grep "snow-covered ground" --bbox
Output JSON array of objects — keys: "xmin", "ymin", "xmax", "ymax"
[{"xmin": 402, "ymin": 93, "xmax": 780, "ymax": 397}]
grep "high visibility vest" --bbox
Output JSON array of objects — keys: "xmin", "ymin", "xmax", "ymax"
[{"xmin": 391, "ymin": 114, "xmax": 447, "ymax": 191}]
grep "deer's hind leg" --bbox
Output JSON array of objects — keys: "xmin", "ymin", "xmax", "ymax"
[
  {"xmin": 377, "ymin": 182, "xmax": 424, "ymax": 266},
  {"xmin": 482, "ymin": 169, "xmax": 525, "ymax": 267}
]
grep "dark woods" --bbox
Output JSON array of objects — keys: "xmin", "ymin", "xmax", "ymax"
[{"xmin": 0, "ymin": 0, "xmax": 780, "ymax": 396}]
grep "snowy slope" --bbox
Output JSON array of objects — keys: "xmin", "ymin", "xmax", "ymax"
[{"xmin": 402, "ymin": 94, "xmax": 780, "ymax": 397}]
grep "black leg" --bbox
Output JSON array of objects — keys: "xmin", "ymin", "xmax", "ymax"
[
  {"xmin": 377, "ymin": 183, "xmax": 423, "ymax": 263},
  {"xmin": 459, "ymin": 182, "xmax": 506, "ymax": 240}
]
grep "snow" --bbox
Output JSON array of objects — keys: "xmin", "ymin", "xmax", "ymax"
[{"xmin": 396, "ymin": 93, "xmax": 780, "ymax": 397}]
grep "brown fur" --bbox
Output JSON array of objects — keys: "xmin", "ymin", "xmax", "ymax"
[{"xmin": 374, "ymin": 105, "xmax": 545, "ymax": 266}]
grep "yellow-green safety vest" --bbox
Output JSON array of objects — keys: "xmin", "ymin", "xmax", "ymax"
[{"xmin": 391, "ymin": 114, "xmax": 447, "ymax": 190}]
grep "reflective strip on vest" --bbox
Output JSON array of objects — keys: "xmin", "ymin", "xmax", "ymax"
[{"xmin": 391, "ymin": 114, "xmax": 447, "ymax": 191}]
- - - -
Word for word, write out the data.

Exercise output
grep "snow-covered ground" --bbox
Output JSON array of objects — keys: "xmin", "ymin", "xmax", "ymax"
[{"xmin": 402, "ymin": 93, "xmax": 780, "ymax": 397}]
grep "high visibility vest" --bbox
Output JSON array of objects — keys: "xmin", "ymin", "xmax", "ymax"
[{"xmin": 391, "ymin": 114, "xmax": 447, "ymax": 191}]
grep "deer's hind leg" --bbox
Output JSON array of objects — keys: "xmin", "ymin", "xmax", "ymax"
[
  {"xmin": 377, "ymin": 182, "xmax": 424, "ymax": 266},
  {"xmin": 482, "ymin": 169, "xmax": 525, "ymax": 267}
]
grep "dark woods" --bbox
Output JSON array of objects — keys: "xmin", "ymin", "xmax", "ymax"
[{"xmin": 0, "ymin": 0, "xmax": 780, "ymax": 396}]
grep "snowy slope" --bbox
Output JSON array of objects — keys: "xmin", "ymin", "xmax", "ymax"
[{"xmin": 402, "ymin": 94, "xmax": 780, "ymax": 397}]
grep "black leg" --bbox
Output JSON array of objects — keys: "xmin", "ymin", "xmax", "ymax"
[
  {"xmin": 377, "ymin": 183, "xmax": 423, "ymax": 263},
  {"xmin": 459, "ymin": 182, "xmax": 506, "ymax": 240}
]
grep "snow" --bbox
Output JSON array of objects — keys: "xmin", "ymin", "xmax", "ymax"
[{"xmin": 396, "ymin": 93, "xmax": 780, "ymax": 397}]
grep "brown fur" --bbox
Output JSON array of objects — keys: "xmin", "ymin", "xmax", "ymax"
[{"xmin": 374, "ymin": 105, "xmax": 545, "ymax": 266}]
grep "yellow-green safety vest" --bbox
Output JSON array of objects — keys: "xmin", "ymin", "xmax", "ymax"
[{"xmin": 391, "ymin": 114, "xmax": 447, "ymax": 190}]
grep "reflective strip on vest" --bbox
Output JSON array of objects — keys: "xmin", "ymin", "xmax", "ymax"
[{"xmin": 391, "ymin": 114, "xmax": 447, "ymax": 191}]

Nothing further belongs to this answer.